Segmentation mask data:
-.-.-

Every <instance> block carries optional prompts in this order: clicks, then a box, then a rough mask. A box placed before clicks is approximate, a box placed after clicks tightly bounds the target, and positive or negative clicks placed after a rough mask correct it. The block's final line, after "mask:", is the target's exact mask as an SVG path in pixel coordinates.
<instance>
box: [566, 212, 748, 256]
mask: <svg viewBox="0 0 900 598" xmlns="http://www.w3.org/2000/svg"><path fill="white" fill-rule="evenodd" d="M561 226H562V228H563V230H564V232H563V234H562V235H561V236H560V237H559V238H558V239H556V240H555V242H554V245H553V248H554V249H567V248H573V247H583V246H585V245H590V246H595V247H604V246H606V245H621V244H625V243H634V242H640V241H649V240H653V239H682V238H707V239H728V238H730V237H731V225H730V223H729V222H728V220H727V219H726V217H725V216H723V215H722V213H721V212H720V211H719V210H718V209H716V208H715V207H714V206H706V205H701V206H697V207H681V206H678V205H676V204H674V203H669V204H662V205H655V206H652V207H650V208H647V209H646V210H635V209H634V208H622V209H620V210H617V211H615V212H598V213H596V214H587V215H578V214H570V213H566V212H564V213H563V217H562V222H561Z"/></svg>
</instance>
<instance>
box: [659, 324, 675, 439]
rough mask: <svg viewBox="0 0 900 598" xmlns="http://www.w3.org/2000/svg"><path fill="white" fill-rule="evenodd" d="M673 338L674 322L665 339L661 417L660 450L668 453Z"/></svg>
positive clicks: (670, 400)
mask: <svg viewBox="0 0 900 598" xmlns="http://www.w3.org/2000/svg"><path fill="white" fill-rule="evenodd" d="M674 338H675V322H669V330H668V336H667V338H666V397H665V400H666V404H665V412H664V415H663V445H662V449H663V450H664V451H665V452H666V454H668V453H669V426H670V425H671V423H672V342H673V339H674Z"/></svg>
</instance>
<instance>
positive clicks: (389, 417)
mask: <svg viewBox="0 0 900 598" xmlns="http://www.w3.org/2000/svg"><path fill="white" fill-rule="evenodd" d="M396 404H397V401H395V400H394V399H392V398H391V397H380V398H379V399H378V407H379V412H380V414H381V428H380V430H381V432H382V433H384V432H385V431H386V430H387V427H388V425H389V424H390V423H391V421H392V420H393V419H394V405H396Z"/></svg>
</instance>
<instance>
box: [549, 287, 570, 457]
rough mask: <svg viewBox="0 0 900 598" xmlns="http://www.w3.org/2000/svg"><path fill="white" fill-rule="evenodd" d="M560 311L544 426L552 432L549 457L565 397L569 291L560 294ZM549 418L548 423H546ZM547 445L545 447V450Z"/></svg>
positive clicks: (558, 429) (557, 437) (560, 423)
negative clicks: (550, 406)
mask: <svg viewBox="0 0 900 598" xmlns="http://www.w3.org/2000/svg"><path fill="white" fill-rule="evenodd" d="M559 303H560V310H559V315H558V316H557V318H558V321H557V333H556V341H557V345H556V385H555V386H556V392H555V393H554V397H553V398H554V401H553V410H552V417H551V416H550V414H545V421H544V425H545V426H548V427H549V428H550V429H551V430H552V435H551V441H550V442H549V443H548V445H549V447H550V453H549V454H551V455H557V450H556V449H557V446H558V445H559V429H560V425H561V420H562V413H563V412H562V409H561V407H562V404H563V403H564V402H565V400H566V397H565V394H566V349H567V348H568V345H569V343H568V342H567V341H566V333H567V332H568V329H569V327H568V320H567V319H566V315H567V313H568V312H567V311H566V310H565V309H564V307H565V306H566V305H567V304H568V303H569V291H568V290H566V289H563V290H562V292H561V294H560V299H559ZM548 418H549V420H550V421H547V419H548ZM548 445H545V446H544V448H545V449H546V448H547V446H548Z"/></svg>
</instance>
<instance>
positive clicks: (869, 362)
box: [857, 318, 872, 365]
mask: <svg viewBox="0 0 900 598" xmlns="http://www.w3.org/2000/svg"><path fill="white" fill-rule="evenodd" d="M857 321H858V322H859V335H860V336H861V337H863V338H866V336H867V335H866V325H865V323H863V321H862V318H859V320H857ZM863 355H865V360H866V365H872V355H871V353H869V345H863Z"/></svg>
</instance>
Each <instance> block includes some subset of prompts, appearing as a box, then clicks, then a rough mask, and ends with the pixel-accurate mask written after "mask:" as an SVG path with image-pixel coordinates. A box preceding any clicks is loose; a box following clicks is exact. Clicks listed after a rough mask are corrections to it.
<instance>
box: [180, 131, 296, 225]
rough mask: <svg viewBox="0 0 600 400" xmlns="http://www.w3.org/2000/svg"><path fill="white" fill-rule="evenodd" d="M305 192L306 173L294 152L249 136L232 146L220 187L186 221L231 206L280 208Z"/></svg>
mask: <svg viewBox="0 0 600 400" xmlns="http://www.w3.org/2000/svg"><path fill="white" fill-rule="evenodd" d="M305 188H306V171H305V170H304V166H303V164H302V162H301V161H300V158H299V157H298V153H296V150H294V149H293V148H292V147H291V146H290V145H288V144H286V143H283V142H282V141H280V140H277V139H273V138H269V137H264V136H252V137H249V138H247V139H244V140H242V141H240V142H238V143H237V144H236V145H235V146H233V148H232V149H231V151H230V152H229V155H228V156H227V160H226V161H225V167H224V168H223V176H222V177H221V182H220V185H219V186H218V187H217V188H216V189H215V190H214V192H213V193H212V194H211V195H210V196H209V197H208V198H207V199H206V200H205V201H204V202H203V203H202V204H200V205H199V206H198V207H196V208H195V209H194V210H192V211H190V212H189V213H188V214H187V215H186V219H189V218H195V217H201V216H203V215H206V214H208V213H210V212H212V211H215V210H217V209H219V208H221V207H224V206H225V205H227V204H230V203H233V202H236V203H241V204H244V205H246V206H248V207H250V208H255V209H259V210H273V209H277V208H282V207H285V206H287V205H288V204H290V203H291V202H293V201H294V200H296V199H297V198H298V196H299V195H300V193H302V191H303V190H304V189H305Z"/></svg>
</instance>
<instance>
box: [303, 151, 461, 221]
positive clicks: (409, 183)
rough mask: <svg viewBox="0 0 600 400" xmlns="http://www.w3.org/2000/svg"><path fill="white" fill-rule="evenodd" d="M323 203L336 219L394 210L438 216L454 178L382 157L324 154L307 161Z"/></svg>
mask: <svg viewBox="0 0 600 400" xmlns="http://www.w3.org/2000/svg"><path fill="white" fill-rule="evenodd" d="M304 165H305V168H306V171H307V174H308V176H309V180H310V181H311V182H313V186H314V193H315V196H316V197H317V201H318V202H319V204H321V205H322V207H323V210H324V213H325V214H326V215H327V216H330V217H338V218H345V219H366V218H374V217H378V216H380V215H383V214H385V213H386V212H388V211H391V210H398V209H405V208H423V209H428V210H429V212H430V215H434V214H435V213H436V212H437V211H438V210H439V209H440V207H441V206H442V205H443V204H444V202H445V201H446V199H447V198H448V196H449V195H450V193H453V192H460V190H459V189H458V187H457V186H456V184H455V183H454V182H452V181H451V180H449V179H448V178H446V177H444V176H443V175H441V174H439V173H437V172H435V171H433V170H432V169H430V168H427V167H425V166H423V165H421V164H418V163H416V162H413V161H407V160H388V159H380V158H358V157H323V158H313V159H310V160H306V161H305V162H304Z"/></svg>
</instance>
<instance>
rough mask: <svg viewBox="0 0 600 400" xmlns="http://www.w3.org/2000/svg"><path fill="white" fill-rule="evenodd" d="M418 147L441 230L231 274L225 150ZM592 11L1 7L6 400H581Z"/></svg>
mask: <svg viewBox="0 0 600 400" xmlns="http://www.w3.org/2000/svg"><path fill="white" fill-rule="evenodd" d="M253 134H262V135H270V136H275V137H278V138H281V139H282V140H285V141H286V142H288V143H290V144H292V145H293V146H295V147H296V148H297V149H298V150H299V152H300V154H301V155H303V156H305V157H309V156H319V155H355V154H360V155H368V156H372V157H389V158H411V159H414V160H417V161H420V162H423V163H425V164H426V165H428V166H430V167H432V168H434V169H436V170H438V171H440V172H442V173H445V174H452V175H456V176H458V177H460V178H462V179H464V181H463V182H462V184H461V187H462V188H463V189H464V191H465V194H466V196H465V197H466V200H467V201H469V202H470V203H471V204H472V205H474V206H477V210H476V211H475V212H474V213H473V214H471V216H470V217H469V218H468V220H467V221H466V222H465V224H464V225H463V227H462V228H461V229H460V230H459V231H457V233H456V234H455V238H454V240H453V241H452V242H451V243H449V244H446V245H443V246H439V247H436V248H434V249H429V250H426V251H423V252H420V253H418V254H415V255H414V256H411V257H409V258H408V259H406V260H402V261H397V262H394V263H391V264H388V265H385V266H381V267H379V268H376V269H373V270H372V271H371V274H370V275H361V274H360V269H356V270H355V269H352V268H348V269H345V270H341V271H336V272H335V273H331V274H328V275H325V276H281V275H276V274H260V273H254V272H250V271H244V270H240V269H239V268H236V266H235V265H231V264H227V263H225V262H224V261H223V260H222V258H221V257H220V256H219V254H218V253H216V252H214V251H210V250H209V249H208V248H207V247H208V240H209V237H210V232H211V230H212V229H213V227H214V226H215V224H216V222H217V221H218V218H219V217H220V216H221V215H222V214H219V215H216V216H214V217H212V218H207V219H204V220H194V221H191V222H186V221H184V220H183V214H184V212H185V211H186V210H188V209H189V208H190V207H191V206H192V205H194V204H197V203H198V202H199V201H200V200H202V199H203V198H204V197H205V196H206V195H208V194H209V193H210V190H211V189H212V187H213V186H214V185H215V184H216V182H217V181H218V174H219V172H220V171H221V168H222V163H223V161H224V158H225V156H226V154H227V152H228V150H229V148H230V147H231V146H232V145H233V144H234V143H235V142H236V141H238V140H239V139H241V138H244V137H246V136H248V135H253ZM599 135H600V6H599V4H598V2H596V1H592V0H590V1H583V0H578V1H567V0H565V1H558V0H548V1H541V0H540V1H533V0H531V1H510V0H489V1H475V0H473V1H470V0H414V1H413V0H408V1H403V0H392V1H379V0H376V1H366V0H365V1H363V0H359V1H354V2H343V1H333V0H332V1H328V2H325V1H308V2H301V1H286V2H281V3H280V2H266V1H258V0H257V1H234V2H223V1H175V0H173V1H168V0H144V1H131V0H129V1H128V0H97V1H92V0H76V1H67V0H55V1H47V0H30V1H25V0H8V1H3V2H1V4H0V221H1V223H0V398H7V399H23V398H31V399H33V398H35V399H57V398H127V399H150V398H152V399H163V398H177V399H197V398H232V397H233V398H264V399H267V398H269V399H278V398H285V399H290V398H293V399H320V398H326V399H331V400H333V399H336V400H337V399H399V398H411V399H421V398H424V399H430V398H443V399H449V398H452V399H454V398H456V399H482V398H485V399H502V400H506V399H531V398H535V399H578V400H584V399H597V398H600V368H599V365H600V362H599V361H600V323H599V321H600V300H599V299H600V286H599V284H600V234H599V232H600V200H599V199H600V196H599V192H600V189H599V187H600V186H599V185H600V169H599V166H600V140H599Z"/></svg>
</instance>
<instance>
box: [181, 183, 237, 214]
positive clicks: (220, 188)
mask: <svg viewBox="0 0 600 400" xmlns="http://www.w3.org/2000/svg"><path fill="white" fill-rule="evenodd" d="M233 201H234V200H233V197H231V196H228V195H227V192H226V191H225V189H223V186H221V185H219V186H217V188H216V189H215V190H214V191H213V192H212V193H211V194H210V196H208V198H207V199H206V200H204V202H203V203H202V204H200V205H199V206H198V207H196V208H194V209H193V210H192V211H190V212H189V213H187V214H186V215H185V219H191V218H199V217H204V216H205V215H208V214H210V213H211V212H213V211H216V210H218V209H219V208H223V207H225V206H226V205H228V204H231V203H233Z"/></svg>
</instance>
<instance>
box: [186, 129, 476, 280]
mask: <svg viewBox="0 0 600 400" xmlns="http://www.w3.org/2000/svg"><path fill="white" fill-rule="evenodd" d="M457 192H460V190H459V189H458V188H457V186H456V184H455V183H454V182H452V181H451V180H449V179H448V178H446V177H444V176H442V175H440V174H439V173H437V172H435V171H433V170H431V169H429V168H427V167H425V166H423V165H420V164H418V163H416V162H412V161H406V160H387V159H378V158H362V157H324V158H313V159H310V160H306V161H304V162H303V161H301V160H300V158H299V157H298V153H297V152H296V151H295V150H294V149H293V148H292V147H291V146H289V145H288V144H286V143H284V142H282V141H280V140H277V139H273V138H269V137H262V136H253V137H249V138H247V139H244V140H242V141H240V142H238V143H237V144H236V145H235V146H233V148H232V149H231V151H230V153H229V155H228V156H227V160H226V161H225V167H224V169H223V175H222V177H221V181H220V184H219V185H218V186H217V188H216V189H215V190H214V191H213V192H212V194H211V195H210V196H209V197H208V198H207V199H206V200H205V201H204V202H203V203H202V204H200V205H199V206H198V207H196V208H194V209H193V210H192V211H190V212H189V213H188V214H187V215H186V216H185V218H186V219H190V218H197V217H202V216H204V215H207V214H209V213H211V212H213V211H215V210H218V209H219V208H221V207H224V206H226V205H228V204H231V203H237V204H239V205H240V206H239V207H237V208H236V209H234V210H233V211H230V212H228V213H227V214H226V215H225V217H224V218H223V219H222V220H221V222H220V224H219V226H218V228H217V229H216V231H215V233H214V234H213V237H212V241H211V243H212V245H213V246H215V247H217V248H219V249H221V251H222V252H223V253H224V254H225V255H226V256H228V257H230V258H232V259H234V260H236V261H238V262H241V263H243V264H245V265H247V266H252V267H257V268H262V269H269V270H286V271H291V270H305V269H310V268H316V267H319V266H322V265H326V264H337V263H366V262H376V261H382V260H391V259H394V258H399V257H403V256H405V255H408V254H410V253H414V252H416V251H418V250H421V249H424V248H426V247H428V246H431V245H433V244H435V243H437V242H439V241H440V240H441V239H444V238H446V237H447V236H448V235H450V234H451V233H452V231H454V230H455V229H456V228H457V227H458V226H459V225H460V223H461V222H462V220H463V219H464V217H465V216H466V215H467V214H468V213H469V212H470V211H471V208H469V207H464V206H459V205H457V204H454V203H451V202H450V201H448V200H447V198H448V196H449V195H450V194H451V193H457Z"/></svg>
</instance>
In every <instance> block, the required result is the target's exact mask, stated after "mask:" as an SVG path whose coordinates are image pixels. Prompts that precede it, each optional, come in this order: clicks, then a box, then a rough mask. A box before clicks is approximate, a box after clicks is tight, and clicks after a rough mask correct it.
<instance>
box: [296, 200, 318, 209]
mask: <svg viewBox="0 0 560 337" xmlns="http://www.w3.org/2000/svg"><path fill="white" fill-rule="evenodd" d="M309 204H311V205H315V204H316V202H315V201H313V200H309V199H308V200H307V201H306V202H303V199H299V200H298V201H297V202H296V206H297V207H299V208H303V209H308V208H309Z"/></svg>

-.-.-

Proceeding from the line containing "box: [857, 318, 872, 365]" through the line containing "box: [180, 131, 296, 225]", transcribe the lines above exactly, both end lines included.

> _THE COMPLETED TASK_:
box: [857, 318, 872, 365]
mask: <svg viewBox="0 0 900 598" xmlns="http://www.w3.org/2000/svg"><path fill="white" fill-rule="evenodd" d="M857 321H858V322H859V335H860V336H861V337H863V338H866V336H867V335H866V325H865V323H863V321H862V318H859V320H857ZM863 355H865V360H866V365H872V355H871V353H869V345H863Z"/></svg>
</instance>
Each <instance> block includes some subset of prompts, appearing as a box, then clicks, then a rough mask, and ends with the pixel-accurate mask written after "mask:" as an SVG path with image-pixel coordinates. A box preceding any clicks is loose; a box following clicks is exact. Clicks listed after a rough mask are corrections to it.
<instance>
box: [180, 131, 296, 225]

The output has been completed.